_Problem details_
Each of the entries beneath this task should be written out exactly.

_Given records_
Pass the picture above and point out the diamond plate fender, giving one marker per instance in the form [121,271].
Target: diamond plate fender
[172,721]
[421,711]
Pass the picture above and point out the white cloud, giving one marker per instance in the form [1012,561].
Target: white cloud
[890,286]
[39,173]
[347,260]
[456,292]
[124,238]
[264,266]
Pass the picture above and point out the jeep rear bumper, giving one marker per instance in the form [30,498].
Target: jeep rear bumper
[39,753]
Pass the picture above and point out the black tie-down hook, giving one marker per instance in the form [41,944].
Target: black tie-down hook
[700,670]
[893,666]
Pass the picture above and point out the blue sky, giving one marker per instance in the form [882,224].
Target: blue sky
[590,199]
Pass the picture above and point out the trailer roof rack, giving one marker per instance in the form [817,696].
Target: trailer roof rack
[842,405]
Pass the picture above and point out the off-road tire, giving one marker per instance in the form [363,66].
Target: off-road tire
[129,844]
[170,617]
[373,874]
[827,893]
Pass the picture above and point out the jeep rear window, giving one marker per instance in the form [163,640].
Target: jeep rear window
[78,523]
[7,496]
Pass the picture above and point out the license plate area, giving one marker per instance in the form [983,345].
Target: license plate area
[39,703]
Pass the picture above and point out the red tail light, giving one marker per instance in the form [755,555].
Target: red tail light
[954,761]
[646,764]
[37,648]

_Final answer_
Pass the picture above and point out the diamond plate fender, giving one marker per instance in the form [121,271].
Target: diamond plate fender
[172,721]
[421,711]
Pass the picture above and point out the white cloud, giving one marker per instance in the form [1012,561].
Target: white cloud
[890,286]
[39,173]
[347,260]
[456,292]
[124,238]
[264,266]
Pass the picture above and point out the jeep rear bumper, giving one marker per instance in the form [30,498].
Target: jeep rear bumper
[39,753]
Pass the picture above and point out the black tie-down hook, giving one marker per instance in the form [41,944].
Target: black tie-down hook
[700,670]
[893,666]
Pass the picture above and point out the blue sky, giving one marker per instance in the form [882,224].
Target: blue sky
[590,199]
Pass the picture above and point out the trailer roof rack, giving one marker per instance in the form [817,696].
Target: trailer roof rack
[842,405]
Pass the picture above and point out the off-road tire, giving one marker per instance in the form [363,66].
Target: off-road tire
[129,844]
[170,617]
[373,874]
[827,893]
Pass the picture above and point out the jeep rear window, giving one marker per instance in the form [163,640].
Target: jeep rear window
[78,523]
[7,496]
Pass the picture above and point out the license plate area, giving one marker per instance in the form [983,345].
Target: license plate area
[39,703]
Pass the picture above and point out the red tail light, giving one marker per instance in the form [755,555].
Target: red tail light
[954,761]
[646,764]
[37,648]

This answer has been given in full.